This series of murals at Queen & Ossington was at the hub of the activity for the 2016 inaugural festival. Rally Ossington served as the nucleus for the project hosting artist accommodation, gallery show, information outpost and a series of events. Thanks to our wall hosts, Hullmark Developments, 2 Ossington condo board, Queen West Storage and Horwath cigars.
Our supporters brought the 2016 festival to light and enabled us to welcome artists from around the world to share their camaraderie in volunteering for the Sea Walls mandate and protecting what we love.
Invasive Species / Disappearing Native Species by Cinzah Merkens (NZ)
Cinzah's mural combines two topics; invasive species and disappearing native species. The work depicts an imagined creature of the sea…an amalgamation of threatened native species with a variety of recently introduced invasive plant species, entwined in a delicate balance of life and death.
These combined issues relate directly to our introduction of alien species to the lakes via the ballast waters of internationally bound shipping vessels.
Sermob (MX) Valiñas (MX) Sens (MX)

----------

» **Problem set**:
- a) In the Queen & Ossington mural text, condense the paragraph beginning "This series of murals" into a short bulleted list that keeps its main facts.
- b) Copy the Queen & Ossington mural text from "Cinzah's mural combines" to "bound shipping vessels.", switching "creature" to "being".
- c) Continue the Queen & Ossington mural text from its final line.

» **Provided material**:
----------

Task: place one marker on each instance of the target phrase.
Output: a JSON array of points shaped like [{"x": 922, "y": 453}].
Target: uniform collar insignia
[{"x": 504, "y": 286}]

----------

» **Expected results**:
- a)
- The Queen & Ossington murals were the hub of activity for the inaugural 2016 festival.
- Rally Ossington was the project's nucleus. It hosted artist accommodation, a gallery show, an information outpost and a series of events.
- The wall hosts thanked are Hullmark Developments, 2 Ossington condo board, Queen West Storage and Horwath cigars.

- b)
Cinzah's mural combines two topics; invasive species and disappearing native species. The work depicts an imagined being of the sea…an amalgamation of threatened native species with a variety of recently introduced invasive plant species, entwined in a delicate balance of life and death.
These combined issues relate directly to our introduction of alien species to the lakes via the ballast waters of internationally bound shipping vessels.

- c)
This mural is a collaborative work between three amazing Mexican muralists, who together, on one giant surface, created a spectacular and virtually seamless conversation around three separate issues. Left, Sermob, focused on water quality. Industries and individuals must assume responsibility to wastewater treatments before returning it to any natural waterways. Middle, Valiñas, atural equilibriums can be changed significantly, and at times with disastrous consequence. Right, Sens, depicts the love and strength of the otter, as a metaphor of how humans needs to protect themselves and the environment.
Ecological Balance Theory by Valiñas (MX)
Miguel's contribution to the wall depicts the Ecological Balance theory, which stipulates natural conditions, including numerous animal and plant species, remain stable on their own through natural variation over time. It also holds that this natural equilibrium can be changed significantly, and at times with disastrous consequence by a new species entering an ecosystem, signaling the disappearance of native species as a result.
Environmentally Decay / Good God the Lakes are Lovely! by Bruno Smokey (TO)
Bruno's mural is an epic portrayal of the beauty and richness of life in Lake Ontario.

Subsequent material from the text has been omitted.